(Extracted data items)
☆ ☆ ☆ ☆ ☆

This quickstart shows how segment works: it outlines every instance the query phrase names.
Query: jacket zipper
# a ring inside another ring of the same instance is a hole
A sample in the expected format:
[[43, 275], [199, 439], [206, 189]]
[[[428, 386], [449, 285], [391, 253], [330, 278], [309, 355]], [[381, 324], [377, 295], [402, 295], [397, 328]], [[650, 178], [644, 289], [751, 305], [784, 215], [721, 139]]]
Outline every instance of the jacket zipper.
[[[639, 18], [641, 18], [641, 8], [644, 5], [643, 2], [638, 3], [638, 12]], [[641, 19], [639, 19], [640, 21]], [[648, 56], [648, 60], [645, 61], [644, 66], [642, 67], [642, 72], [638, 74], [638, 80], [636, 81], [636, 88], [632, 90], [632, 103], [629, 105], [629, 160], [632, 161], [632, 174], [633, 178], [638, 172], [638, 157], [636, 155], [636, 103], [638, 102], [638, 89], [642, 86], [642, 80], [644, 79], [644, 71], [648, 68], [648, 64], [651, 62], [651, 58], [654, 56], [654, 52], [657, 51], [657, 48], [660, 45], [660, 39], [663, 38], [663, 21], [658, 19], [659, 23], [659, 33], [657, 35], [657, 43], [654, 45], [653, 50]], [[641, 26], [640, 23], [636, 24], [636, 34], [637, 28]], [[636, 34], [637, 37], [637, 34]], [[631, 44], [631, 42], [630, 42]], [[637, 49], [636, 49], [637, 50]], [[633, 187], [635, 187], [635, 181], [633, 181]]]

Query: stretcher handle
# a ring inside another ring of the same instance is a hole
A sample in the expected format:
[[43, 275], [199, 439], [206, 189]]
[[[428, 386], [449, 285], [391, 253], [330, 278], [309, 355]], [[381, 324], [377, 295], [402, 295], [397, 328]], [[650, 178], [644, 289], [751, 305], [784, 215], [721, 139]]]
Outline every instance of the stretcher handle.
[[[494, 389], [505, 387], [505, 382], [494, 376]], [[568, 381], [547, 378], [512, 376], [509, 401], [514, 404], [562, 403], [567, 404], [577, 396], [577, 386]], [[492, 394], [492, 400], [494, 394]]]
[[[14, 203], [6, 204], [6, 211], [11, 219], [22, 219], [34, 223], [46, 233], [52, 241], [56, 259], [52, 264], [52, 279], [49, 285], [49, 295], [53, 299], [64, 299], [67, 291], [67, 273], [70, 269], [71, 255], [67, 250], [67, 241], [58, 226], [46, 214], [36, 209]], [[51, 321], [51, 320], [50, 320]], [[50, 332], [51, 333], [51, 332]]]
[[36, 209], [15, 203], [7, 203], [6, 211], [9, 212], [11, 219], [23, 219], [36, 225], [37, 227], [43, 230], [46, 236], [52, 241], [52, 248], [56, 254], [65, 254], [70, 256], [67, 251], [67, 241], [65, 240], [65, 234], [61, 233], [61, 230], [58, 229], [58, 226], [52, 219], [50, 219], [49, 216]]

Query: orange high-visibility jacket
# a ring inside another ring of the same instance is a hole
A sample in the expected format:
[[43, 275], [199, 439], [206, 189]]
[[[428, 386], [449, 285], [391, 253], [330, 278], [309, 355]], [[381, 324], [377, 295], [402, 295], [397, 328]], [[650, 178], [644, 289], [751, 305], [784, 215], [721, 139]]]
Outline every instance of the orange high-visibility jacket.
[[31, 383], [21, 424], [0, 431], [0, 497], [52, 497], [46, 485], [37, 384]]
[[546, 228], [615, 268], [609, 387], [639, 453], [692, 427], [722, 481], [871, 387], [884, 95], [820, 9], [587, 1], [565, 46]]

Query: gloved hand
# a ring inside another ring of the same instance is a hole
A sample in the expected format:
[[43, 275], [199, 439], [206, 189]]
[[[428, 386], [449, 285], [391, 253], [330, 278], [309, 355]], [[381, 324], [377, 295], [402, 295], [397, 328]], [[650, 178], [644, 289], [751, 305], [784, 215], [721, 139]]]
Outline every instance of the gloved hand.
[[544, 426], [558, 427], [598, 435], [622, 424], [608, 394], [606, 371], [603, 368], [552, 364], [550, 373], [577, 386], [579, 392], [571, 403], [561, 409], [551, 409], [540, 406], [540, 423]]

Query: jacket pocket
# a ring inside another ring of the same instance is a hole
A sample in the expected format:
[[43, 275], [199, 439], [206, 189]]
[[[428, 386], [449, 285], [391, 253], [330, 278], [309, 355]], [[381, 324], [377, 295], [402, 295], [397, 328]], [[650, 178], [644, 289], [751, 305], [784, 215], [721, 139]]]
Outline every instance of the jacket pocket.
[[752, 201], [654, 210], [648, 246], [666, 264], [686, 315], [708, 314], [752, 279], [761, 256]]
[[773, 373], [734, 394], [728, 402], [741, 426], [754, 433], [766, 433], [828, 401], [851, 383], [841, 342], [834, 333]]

☆ ☆ ☆ ☆ ☆

# REQUIRED TASK:
Recast every line of all the items above as a Markdown table with two columns, Row and Line, numbering the rows in order and leaving out blank lines.

# TASK RESULT:
| Row | Line |
|---|---|
| 1 | This quickstart shows how segment works: it outlines every instance the query phrase names. |
| 2 | Query: jacket zipper |
| 3 | # a ring inside another ring of the same instance is a hole |
| 4 | A sample in the expected format: |
| 5 | [[43, 275], [199, 439], [206, 189]] |
| 6 | [[[428, 386], [449, 285], [391, 253], [330, 278], [309, 355]], [[381, 324], [377, 295], [402, 295], [397, 328]], [[650, 178], [644, 289], [751, 305], [784, 215], [721, 139]]] |
| 7 | Outline every instance of the jacket zipper. |
| 8 | [[[639, 18], [641, 18], [641, 8], [644, 5], [643, 2], [638, 3], [638, 12]], [[641, 19], [639, 19], [640, 21]], [[648, 56], [648, 60], [645, 61], [644, 66], [642, 67], [642, 72], [638, 74], [638, 80], [636, 81], [636, 88], [632, 90], [632, 103], [629, 105], [629, 160], [632, 161], [632, 174], [633, 178], [638, 172], [638, 157], [636, 155], [636, 103], [638, 102], [638, 89], [642, 86], [642, 80], [644, 79], [644, 71], [648, 68], [648, 64], [651, 62], [651, 58], [654, 56], [654, 52], [657, 51], [657, 48], [660, 45], [660, 39], [663, 38], [663, 21], [658, 19], [659, 23], [659, 33], [657, 35], [657, 43], [654, 45], [653, 50]], [[641, 26], [640, 23], [636, 24], [636, 34], [637, 28]], [[636, 34], [637, 37], [637, 34]], [[631, 44], [631, 42], [630, 42]], [[637, 49], [636, 49], [637, 50]], [[633, 187], [635, 187], [635, 181], [633, 181]]] |
| 9 | Query: stretcher handle |
| 10 | # a ring inside another ring of the same instance is a hole |
| 11 | A sample in the expected format: |
| 12 | [[43, 275], [199, 439], [206, 189]] |
| 13 | [[[428, 386], [449, 285], [391, 253], [330, 278], [309, 355]], [[381, 324], [377, 295], [402, 295], [397, 328]], [[650, 178], [644, 289], [751, 305], [784, 215], [721, 139]]] |
| 14 | Outline every instance of the stretcher handle. |
| 15 | [[[494, 389], [505, 387], [505, 382], [494, 376]], [[568, 381], [547, 378], [512, 376], [509, 401], [514, 404], [562, 403], [567, 404], [577, 396], [577, 386]], [[492, 394], [492, 400], [494, 394]]] |
| 16 | [[[14, 203], [6, 204], [6, 211], [11, 219], [22, 219], [34, 223], [46, 233], [52, 241], [56, 259], [52, 264], [52, 279], [49, 285], [49, 295], [53, 299], [64, 299], [67, 291], [67, 273], [70, 269], [71, 255], [67, 250], [67, 241], [58, 226], [46, 214], [36, 209]], [[51, 321], [51, 320], [50, 320]], [[50, 332], [51, 333], [51, 332]]] |
| 17 | [[36, 209], [15, 203], [7, 203], [6, 211], [9, 212], [11, 219], [23, 219], [36, 225], [37, 227], [43, 230], [46, 236], [52, 241], [52, 248], [56, 254], [65, 254], [70, 256], [67, 251], [67, 241], [65, 240], [65, 234], [61, 233], [61, 230], [58, 229], [58, 226], [52, 219], [50, 219], [49, 216]] |
| 18 | Query: orange high-visibility jacket |
| 19 | # a ring inside another ring of the same instance is a hole |
| 20 | A sample in the expected format: |
| 21 | [[43, 275], [199, 439], [206, 189]] |
| 22 | [[[428, 386], [449, 285], [391, 253], [330, 278], [309, 355]], [[381, 324], [377, 295], [402, 295], [397, 328]], [[650, 178], [644, 289], [751, 305], [784, 215], [721, 139]]] |
| 23 | Outline every instance of the orange high-visibility jacket. |
| 24 | [[31, 383], [21, 424], [0, 431], [0, 497], [52, 497], [46, 485], [37, 384]] |
| 25 | [[546, 228], [615, 268], [609, 387], [639, 453], [692, 427], [722, 481], [871, 387], [884, 95], [820, 9], [587, 1], [565, 46]] |
| 26 | Query: gloved hand |
| 27 | # a ring inside another ring of the same instance is a hole |
| 28 | A sample in the expected format: |
| 29 | [[43, 275], [199, 439], [206, 189]] |
| 30 | [[[428, 386], [449, 285], [391, 253], [330, 278], [309, 355]], [[381, 324], [377, 295], [402, 295], [397, 328]], [[650, 178], [644, 289], [751, 305], [784, 215], [721, 139]]] |
| 31 | Outline every instance of the gloved hand. |
| 32 | [[544, 426], [558, 427], [598, 435], [622, 424], [608, 394], [606, 371], [603, 368], [552, 364], [550, 373], [577, 386], [579, 392], [571, 403], [561, 409], [551, 409], [540, 406], [540, 423]] |
| 33 | Query: jacket pocket |
| 34 | # a ring inside another ring of the same instance is a hole |
| 35 | A sample in the expected format: |
| 36 | [[43, 275], [199, 439], [206, 189]] |
| 37 | [[[428, 386], [449, 285], [391, 253], [330, 278], [309, 355]], [[381, 324], [377, 295], [402, 295], [397, 328]], [[650, 178], [644, 289], [751, 305], [784, 215], [721, 139]]] |
| 38 | Outline every instance of the jacket pocket. |
| 39 | [[752, 201], [654, 210], [648, 246], [666, 264], [686, 315], [708, 314], [752, 279], [761, 256]] |
| 40 | [[773, 373], [734, 394], [728, 402], [741, 426], [754, 433], [766, 433], [828, 401], [851, 383], [841, 342], [834, 333]] |